QUESTIONS:
1 – In the passage on contaminated Halal food, transcribe the stretch from "The Food Standards" through "far been uncovered.".
2 – Answer these questions using the passage on contaminated Halal food:
(a) In what year did the Government set up the FSA as an independent regulator?
(b) According to the Ministry of Justice, what did the meat pies and pasties supplied to prisons in England and Wales contain despite being labelled as Halal?
(c) Which service does the FSA include?
3 – Render this sentence from the passage on contaminated Halal food in Spanish: "The food chain is long and complex and needs monitoring at every stage."

[[ SELECTED EXCERPT open ]]

The discovery of pork contaminated Halal products being supplied to Muslim inmates in prison is alarming. It coincides with the scandal of horse meat in general beef products that suggests there is something desperately wrong with the food chain and its safety not only in this country but across Europe and perhaps elsewhere.
The Food Standards Agency (FSA) has pledged a “relentless” inquiry into horsemeat, with police raiding slaughterhouses and closing down operations. It is also reportedly considering legal action after the Ministry of Justice revealed meat pies and pasties supplied to prisons in England and Wales were labelled as Halal but contained traces of pork DNA.
Needless to say, the scandals have created grave alarm not only due to the criminality of the offences and the safety of food, but for Muslims in the trust of products labelled as Halal to meet their religious diet needs. Fears are that how far the malpractices have spread and whether it is only the tip of an iceberg that has so far been uncovered.
The issues obviously concern the Government, which only set up the FSA as an independent regulator in 2000 to separate the conflicting interests of farming and the food processing industries at the Ministry of Agriculture, Fisheries and Food. But obviously it has not gone far enough.
The food chain is long and complex and needs monitoring at every stage. The FSA, which includes the Meat Hygiene Service, clearly needs a more robust mandate with food regulations largely enforced by local authority regulatory services. Its duty towards meeting specific dietary needs, including for ethnic groups, are also not explicit enough, while requirement on labelling must also go further.
While the issue of horsemeat has to be rightfully addressed, it cannot be allowed to overshadow the contamination of Halal food products. Certified verification is the key from slaughterhouse to table and needs to be uniform under the monitoring of an overarching independent Halal food monitoring authority working together with the FSA.

[[ SELECTED EXCERPT closed ]]
[[ DATASET open ]]

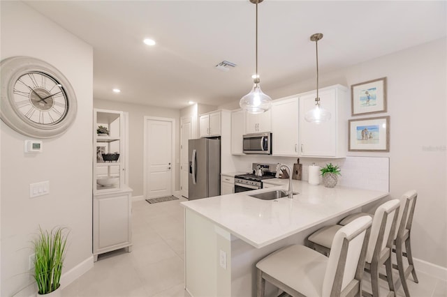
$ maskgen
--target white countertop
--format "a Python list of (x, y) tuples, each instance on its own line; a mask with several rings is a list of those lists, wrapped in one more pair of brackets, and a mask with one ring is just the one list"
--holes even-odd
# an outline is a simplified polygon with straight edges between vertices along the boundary
[(300, 194), (294, 195), (293, 199), (261, 200), (248, 196), (277, 188), (287, 189), (288, 180), (272, 178), (268, 181), (274, 182), (286, 185), (191, 200), (182, 204), (261, 248), (388, 195), (386, 192), (338, 185), (329, 188), (294, 180), (293, 192)]

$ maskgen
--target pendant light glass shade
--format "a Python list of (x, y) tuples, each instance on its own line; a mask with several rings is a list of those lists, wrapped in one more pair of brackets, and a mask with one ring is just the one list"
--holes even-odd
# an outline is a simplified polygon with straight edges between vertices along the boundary
[(272, 98), (263, 93), (259, 84), (254, 84), (251, 91), (239, 102), (241, 108), (250, 114), (261, 114), (272, 107)]
[(320, 97), (318, 97), (318, 40), (321, 38), (323, 38), (323, 34), (321, 33), (310, 36), (310, 40), (315, 41), (316, 50), (316, 97), (315, 98), (315, 107), (305, 114), (305, 119), (314, 123), (320, 123), (330, 119), (330, 112), (320, 105)]
[(261, 114), (270, 109), (272, 107), (272, 98), (265, 95), (261, 90), (259, 85), (259, 75), (258, 75), (258, 4), (263, 0), (249, 0), (256, 5), (256, 75), (253, 79), (254, 85), (251, 91), (242, 97), (239, 102), (242, 109), (247, 110), (250, 114)]

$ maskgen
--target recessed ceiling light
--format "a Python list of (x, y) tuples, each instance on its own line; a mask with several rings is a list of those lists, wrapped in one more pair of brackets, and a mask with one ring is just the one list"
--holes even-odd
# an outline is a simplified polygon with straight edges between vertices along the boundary
[(142, 42), (147, 45), (155, 45), (155, 40), (154, 40), (153, 39), (146, 38), (142, 40)]

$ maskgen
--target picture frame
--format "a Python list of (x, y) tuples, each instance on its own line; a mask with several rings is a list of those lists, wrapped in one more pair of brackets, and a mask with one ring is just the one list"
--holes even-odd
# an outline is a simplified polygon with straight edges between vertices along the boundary
[(351, 86), (351, 115), (386, 112), (386, 77)]
[(390, 151), (390, 116), (348, 121), (349, 151)]

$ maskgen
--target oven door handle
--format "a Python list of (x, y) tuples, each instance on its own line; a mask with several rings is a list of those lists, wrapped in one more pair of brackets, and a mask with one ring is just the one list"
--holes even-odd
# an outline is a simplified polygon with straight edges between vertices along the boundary
[(239, 185), (240, 187), (247, 188), (249, 189), (253, 189), (253, 190), (261, 189), (261, 188), (258, 187), (257, 185), (247, 185), (246, 183), (235, 183), (235, 185)]

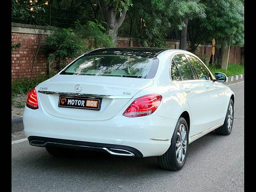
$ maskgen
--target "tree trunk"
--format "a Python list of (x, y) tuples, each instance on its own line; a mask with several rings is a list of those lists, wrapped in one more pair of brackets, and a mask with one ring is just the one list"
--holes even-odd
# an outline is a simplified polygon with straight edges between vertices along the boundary
[(218, 64), (219, 65), (220, 65), (220, 66), (222, 64), (222, 59), (224, 53), (224, 45), (222, 45), (221, 47), (220, 48), (219, 54), (217, 57)]
[(104, 1), (101, 2), (102, 6), (100, 7), (107, 23), (106, 33), (114, 43), (114, 46), (116, 47), (118, 30), (124, 22), (127, 10), (123, 9), (122, 16), (120, 16), (120, 13), (116, 12), (115, 8), (110, 6)]
[(188, 18), (186, 18), (184, 20), (184, 23), (186, 26), (182, 29), (180, 34), (180, 49), (186, 50), (187, 46), (187, 32), (188, 30)]

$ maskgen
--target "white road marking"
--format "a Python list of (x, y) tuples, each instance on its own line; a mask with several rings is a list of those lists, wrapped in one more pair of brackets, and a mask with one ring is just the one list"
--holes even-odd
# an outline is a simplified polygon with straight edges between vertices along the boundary
[(24, 139), (19, 139), (18, 140), (16, 140), (16, 141), (12, 141), (12, 144), (13, 145), (14, 144), (16, 144), (16, 143), (19, 143), (20, 142), (23, 142), (23, 141), (27, 141), (28, 139), (27, 138), (24, 138)]
[(242, 83), (244, 82), (244, 81), (242, 81), (241, 82), (238, 82), (238, 83), (234, 83), (234, 84), (230, 84), (230, 85), (227, 85), (228, 86), (230, 86), (231, 85), (236, 85), (236, 84), (239, 84), (239, 83)]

[[ DATASET closed ]]

SOLUTIONS BELOW:
1 –
The Food Standards Agency (FSA) has pledged a “relentless” inquiry into horsemeat, with police raiding slaughterhouses and closing down operations. It is also reportedly considering legal action after the Ministry of Justice revealed meat pies and pasties supplied to prisons in England and Wales were labelled as Halal but contained traces of pork DNA.
Needless to say, the scandals have created grave alarm not only due to the criminality of the offences and the safety of food, but for Muslims in the trust of products labelled as Halal to meet their religious diet needs. Fears are that how far the malpractices have spread and whether it is only the tip of an iceberg that has so far been uncovered.

2 –
(a) 2000
(b) Traces of pork DNA
(c) The Meat Hygiene Service

3 – La cadena alimentaria es larga y compleja y necesita supervisión en cada etapa.